# Tim Burton, Satan, and Tool mate



## Gavrill (Dec 30, 2008)

To create this monster. Holy shit.

And today we understand why mushrooms are good when you're making a movie.


----------



## Endless Humiliation (Dec 30, 2008)

That's cool. They used The Knife and Coheed & Cambria in the trailer. That's cool.

It looks pretty decent. I wouldn't knock it.

Also Crispin Glover is a scary guy. Really freeky-deaky.

I don't need to mention that Tim Burton is kinda over-rated, do I?


----------



## Gavrill (Dec 30, 2008)

Tim Burton is overrated, but he's the perfect guy for this monstrosity. Pixar would add hearts and lollipops, while Burton adds nightmares.


----------



## Endless Humiliation (Dec 30, 2008)

Why are you calling it a monstrosity? 

Burton never did anything that gave me nightmares. He's like the Gothic Archies, gloomy and macabre, but more funny than anything.


----------



## Gavrill (Dec 30, 2008)

Load_Blown said:


> Why are you calling it a monstrosity?


It's a (supposedly) kid-friendly post-apocalyptic movie with mechanical saber toothed tigers.

• Set of tasks:
a) Please condense the paragraph of the forum thread that begins "Burton never did anything" into one shorter sentence that keeps its main points.
b) Quote the stretch of the forum thread from "I don't need" through "Burton adds nightmares.".

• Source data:
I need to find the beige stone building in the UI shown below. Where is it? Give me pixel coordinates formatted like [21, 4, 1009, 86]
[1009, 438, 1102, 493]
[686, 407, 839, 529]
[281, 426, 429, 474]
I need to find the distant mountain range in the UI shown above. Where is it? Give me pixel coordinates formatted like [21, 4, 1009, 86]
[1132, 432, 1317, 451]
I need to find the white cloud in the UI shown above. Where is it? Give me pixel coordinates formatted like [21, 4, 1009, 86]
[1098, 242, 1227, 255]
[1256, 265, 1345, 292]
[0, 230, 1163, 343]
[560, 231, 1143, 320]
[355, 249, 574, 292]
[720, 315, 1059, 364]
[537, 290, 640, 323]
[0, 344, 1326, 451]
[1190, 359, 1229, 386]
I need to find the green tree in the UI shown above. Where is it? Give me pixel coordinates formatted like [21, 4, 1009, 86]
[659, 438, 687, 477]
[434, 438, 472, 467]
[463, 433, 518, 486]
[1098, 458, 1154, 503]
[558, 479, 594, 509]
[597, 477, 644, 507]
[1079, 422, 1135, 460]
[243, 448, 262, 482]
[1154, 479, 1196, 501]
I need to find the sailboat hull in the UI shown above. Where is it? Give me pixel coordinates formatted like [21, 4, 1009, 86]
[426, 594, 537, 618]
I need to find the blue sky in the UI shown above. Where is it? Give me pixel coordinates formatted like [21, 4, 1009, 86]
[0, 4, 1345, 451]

• Solutions in order:
a) Burton's work never gave the poster nightmares; like the Gothic Archies, it is gloomy and macabre but mostly funny.

b)
I don't need to mention that Tim Burton is kinda over-rated, do I?


----------



## Gavrill (Dec 30, 2008)

Tim Burton is overrated, but he's the perfect guy for this monstrosity. Pixar would add hearts and lollipops, while Burton adds nightmares.